Copy every row below, changing "tab character" to "comma" and leaving everything else untouched.

▸ **RECORDS SHOWN**:
#####

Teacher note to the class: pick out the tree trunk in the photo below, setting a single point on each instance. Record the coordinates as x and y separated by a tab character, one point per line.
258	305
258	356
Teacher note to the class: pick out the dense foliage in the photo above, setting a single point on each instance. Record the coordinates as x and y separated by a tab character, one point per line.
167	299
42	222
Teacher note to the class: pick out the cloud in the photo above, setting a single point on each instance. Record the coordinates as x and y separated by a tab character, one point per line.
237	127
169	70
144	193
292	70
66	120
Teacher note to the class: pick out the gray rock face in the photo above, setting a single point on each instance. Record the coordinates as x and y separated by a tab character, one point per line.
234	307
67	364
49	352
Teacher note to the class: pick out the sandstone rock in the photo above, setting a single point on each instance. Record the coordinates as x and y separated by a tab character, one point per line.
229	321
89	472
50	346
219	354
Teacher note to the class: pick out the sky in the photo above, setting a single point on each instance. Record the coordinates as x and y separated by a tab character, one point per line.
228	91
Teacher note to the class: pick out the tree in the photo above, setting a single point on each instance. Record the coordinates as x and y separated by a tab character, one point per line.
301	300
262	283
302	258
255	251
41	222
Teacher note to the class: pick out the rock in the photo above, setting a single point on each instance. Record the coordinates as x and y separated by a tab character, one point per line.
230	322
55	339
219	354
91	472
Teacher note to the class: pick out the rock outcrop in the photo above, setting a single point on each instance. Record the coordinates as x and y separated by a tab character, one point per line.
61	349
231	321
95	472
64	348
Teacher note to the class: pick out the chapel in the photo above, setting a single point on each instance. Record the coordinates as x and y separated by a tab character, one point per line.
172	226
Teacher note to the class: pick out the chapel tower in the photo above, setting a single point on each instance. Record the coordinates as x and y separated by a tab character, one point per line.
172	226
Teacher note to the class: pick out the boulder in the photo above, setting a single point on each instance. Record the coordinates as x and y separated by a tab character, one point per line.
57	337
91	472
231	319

#####

▸ **OUTPUT**:
Teacher note to the class: pick out the tree trunk in the photo below, setting a single point on each instance. Record the coordinates as x and y separated by a comma, one point per line.
258	305
258	356
Teacher note to the class: pick out the dense foliage in the photo above, setting a single point on each instance. Record the coordinates as x and y separated by a comma, one point per line.
167	299
42	222
Teacher note to the class: pick out the cloud in the photo above, setting a single point on each instance. Record the coordinates as x and y separated by a comma, one point per line.
237	127
169	70
144	193
292	70
66	120
Teacher note to the class: pick out the gray rock face in the photo above, setting a single point on each instance. Record the coordinates as x and y separated by a comma, one point per line.
234	307
67	364
49	352
Teacher note to the class: pick out the sandstone rock in the photo above, setting a single point on each instance. Record the coordinates as x and y separated by a comma, one point per line.
229	321
89	472
50	346
219	354
Teacher note to the class: pick out the sky in the photo above, setting a single point on each instance. Record the coordinates as x and y separated by a comma, one point per line.
228	91
Teacher note to the class: pick out the tree in the photo above, setting a single point on each instance. Record the coordinates as x and y separated by a comma, one point per line.
301	300
262	283
302	258
255	251
41	222
Teacher note to the class: pick out the rock in the photo above, setting a single point on each instance. Record the coordinates as x and y separated by a comma, one point per line.
230	322
55	339
219	354
91	472
Teacher note to the class: pick out the rock outcrop in the photo above, setting a single point on each instance. Record the coordinates as x and y separated by a comma, one point per line.
61	349
231	321
95	472
64	348
Teacher note to the class: pick out the chapel in the photo above, setting a single point on each instance. Record the coordinates as x and y separated by a comma, one point per line.
172	226
Teacher note to the class: pick out the chapel tower in the photo above, setting a single point on each instance. Record the coordinates as x and y separated by a comma, one point per line.
172	226
Teacher note to the class: pick out the boulder in the photo above, setting a single point on each instance. Record the coordinates as x and y separated by a comma, one point per line.
57	337
91	472
231	319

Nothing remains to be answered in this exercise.